- Exercise details
In how many lines of the data does the word "shorts" appear? Give the number by itself.

- Listed records

────

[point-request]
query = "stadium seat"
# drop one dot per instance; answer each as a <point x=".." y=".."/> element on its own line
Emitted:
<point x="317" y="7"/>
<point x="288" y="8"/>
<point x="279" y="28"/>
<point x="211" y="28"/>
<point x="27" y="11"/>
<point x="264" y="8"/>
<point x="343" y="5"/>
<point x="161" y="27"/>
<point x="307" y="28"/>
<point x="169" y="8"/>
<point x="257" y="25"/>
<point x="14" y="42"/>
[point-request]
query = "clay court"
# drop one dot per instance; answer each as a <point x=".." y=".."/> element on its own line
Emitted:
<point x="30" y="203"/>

────

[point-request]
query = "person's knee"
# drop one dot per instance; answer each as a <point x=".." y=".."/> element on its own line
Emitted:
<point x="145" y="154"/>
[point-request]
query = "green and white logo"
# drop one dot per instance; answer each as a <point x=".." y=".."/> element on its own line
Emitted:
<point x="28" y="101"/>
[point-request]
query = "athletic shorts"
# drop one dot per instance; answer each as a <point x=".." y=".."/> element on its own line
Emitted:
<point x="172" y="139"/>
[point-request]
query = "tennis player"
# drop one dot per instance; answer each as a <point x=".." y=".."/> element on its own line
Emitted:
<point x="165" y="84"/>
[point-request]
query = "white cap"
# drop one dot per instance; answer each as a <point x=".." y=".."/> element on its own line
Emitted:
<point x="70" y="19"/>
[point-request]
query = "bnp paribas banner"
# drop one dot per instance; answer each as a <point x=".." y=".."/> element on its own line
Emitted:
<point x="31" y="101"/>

────

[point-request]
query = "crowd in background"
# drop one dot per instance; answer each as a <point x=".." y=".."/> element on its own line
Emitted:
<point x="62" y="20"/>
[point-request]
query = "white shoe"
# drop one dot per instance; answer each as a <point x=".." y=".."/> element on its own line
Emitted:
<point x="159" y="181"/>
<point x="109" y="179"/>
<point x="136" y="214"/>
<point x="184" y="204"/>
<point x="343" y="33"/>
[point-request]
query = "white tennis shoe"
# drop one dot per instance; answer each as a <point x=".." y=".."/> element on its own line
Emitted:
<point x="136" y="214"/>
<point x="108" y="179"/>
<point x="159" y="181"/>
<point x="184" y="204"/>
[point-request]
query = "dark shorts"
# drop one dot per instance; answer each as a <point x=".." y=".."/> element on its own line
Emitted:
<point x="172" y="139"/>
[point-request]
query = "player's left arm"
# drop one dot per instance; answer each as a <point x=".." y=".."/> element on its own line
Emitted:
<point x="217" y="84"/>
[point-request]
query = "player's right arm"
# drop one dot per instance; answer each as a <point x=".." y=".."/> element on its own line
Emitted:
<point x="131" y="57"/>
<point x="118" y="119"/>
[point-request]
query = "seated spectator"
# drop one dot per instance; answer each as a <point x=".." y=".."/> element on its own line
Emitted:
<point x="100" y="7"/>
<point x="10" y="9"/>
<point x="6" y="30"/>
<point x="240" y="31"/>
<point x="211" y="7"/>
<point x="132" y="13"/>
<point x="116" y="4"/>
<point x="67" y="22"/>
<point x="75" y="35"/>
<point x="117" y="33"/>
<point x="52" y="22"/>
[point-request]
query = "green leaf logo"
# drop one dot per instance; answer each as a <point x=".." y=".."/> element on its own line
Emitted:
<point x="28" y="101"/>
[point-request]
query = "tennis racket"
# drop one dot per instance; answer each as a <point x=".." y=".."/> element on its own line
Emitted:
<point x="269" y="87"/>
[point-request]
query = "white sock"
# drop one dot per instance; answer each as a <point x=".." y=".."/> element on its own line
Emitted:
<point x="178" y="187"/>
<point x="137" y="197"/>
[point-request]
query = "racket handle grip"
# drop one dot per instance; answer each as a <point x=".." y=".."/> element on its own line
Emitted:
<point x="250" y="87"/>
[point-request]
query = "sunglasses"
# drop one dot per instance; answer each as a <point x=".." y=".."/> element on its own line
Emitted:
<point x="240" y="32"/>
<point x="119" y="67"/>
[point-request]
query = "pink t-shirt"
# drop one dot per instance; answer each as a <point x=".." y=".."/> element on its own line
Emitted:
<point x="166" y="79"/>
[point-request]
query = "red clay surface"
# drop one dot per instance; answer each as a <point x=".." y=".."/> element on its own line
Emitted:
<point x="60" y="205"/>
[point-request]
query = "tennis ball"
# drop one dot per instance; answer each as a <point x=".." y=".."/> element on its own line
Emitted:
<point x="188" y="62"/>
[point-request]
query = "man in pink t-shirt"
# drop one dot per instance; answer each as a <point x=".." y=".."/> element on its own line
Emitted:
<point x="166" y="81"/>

────

- Worked solution
2